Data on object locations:
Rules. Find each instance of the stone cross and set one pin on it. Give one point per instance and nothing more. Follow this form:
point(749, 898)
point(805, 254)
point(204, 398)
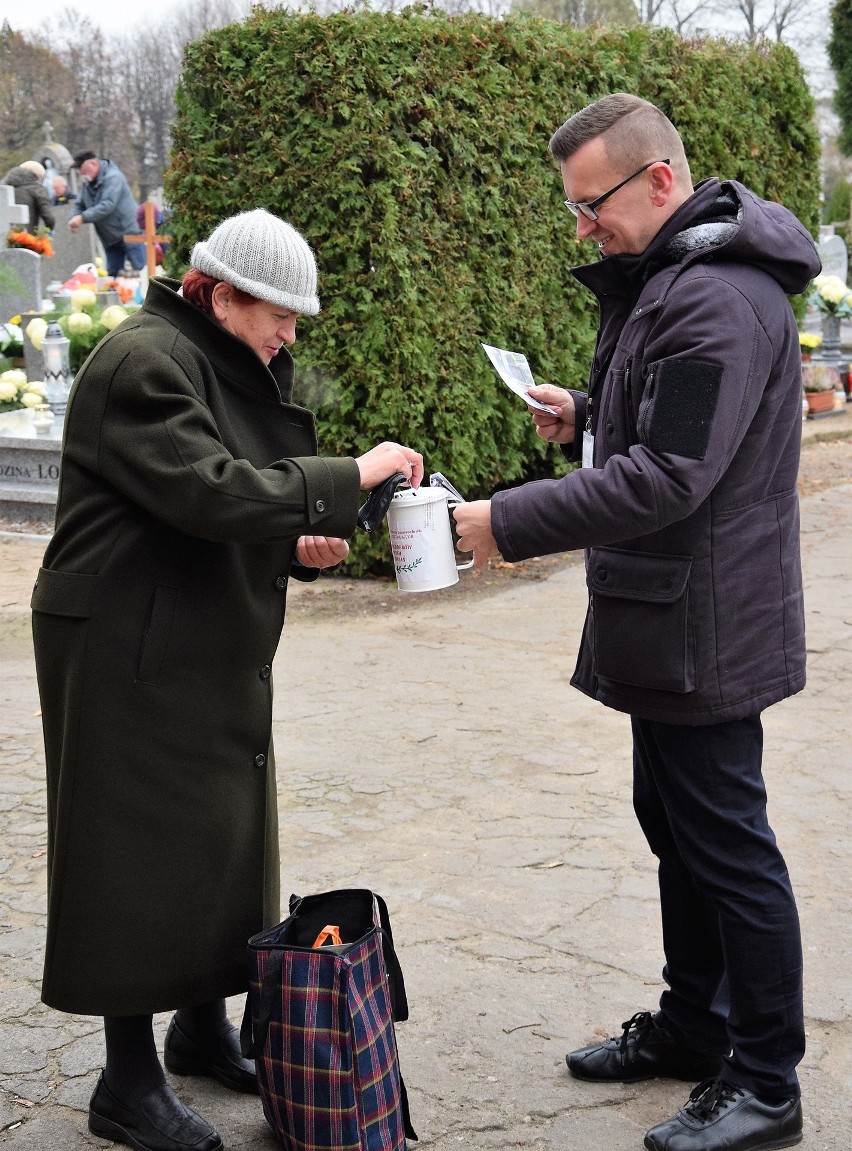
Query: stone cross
point(10, 213)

**Written problem:**
Revise the data above, replacing "stone cross" with "wooden gate" everywhere it occurs and keeping every other part the same. Omit the pictures from your answer.

**Complete answer:**
Rules. Find each instance of the wooden gate and set one pin on it. Give one point per instance and nothing more. Follow this form:
point(749, 898)
point(805, 254)
point(204, 398)
Query: wooden gate
point(10, 213)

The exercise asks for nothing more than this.